▶ TO DO:
1 – Return the passage from the blog post about preparing for the baby, starting at "counting down the" and ending at "So far we've...".
2 – Answer these questions using the blog post about preparing for the baby:
(a) Who gave the couple hand-me-down baby gear and clothes?
(b) In what month is the baby due to arrive?
(c) How long have they lived in their apartment?
3 – Write the next part of the blog post about preparing for the baby, starting after its final line.

Wednesday, December 16, 2009

counting down the days...

Til I am on vacation! yahoo! Two more days and we're off. It will be the last major vacation time until baby Chang makes his debut. These past few days have been kind of a whirlwind as we have started to prepare for all the baby stuff that will invade our house... So far we've...

* Gotten hand me downs (baby gear and some clothes) from Elaine, Andy's cousin. That was SO SO helpful. Let me tell you. I can't believe how expensive baby things are. Sheesh. If you want to gripe about a retail industry that preys upon the moms-who-want-the-best for their kids, then you for sure can gripe about the baby product industry.

* Re-arranged our master bedroom. We have a one bedroom apartment and Andy doesn't feel too good about sticking the baby out in the living room in the middle of the dead winter (he arrives in March) so we've decided to keep him in the room with us. It's funny but before you re-arrange your room, you may just be okay with the status quo of how its arranged. But, after you make some adjustments, at least in this case, I realize that our room has SO much more wall space, walking space, just space in general. I mean, I knew our bedroom was a pretty good sized room, but I am definitely appreciating that our bedroom is such a pretty good sized room! haha.

* Re-arranged our living room, dining room. So, because we had to re-arrange our bedroom, we've had to switch some furniture around the rest of the apartment so now our living room is slightly different (addition/subtraction of some pieces of furniture) and our dining room also has been updated. I intend to fight the war against clutter so hopefully the new arrangements will be conducive to that! After I finished school this past September, I've been purging and donating stuff that's been in our place for the 2.5 years that we've been there. So, before we started this whole re-arranging business, I've already gone through the whole apartment once and organized and re-organized all our belongings. Hehe. It's nice to be able to build upon what you've already done.

Now that the outward frame is ready, all we need left is..

* Crib. Yay. At first we thought maybe we'd just go with a used crib on Craigslist. That prompted the endless search on craigslist, researching on what's safe and what's not. Then, earlier this month, there was a massive recall on drop-side cribs (where one side of the railing can be lowered for ease of reaching the baby) as an infant had died caught in between the railings. *shudder* Due to the incident, there have been numerous news reports and whatnot analyzing the safety issues with drop-side cribs. So, that basically meant we needed to forget the used crib idea and find a new crib. Anyhow, I think we've decided to keep things basic and all (especially since we really don't want to overcrowd our 1 BR) and hopefully will be able to have the crib all ready after we return from vacation.

* Miscellaneous baby stuff, like clothes, blankets etc. But that's the easiest really of all the things we need.

So, given all of the above, it appears that Andy and I are pretty ready. Honestly, what else would the little guy need in the first few months of his existence? hahaha.

Tuesday, December 8, 2009

tis the holiday season...

▶ MATERIAL PROVIDED:
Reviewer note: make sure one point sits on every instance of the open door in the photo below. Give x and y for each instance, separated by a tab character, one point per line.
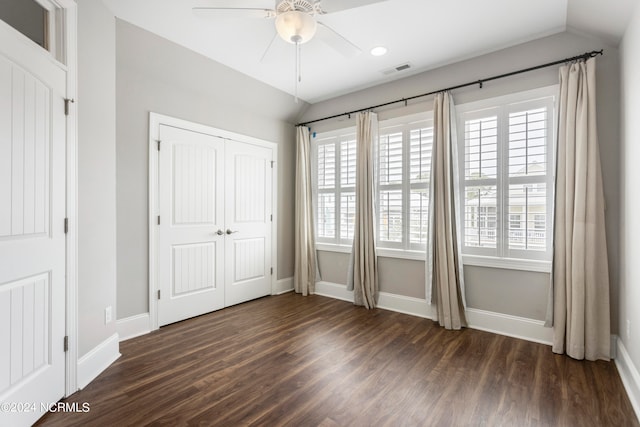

▶ FINAL ANSWERS:
1 –
counting down the days...

Til I am on vacation! yahoo! Two more days and we're off. It will be the last major vacation time until baby Chang makes his debut. These past few days have been kind of a whirlwind as we have started to prepare for all the baby stuff that will invade our house... So far we've...

2 –
(a) Elaine, Andy's cousin
(b) March
(c) 2.5 years

3 –
which means really slow days at work. I mean, really, really, slow. We've just about wrapped up all our major events of the year, and though we're gearing up for next semester, things have come to a lull. Starting next week, the week of December 14th, it's going to be even slower. Half of my co-workers in the suite will most likely be gone (some have already been MIA this week) and really, that just means the office is even quieter and more dead than it usually is. Normally, I don't mind the quietness as I can go about as I please, reading and vegging, taking my time with my projects. Perhaps the weather has some effect to it but I am a bit antsy these past few days. Oh, and I guess being preggo doesn't really help either. haha. Anyhow, I suppose I should be glad since this means less stress and less stress is good for the baby. Still...

Friday, December 4, 2009

the enjoyment of Grace...

We should not have a commercial mind. Salvation is based upon grace. The Lord Jesus has done everything for us, and there is no need for us to work. The kingdom reward, however, is according to our work, according to the price we pay. If we pay the price, then the Lord will give us a reward. It may seem that the reward is purchased by our work. If we think this, then we are like Peter with a commercial mentality. We need to be reeducated to see that even the reward is based upon grace. The way to receive the reward is not to pay the price, but to enjoy grace.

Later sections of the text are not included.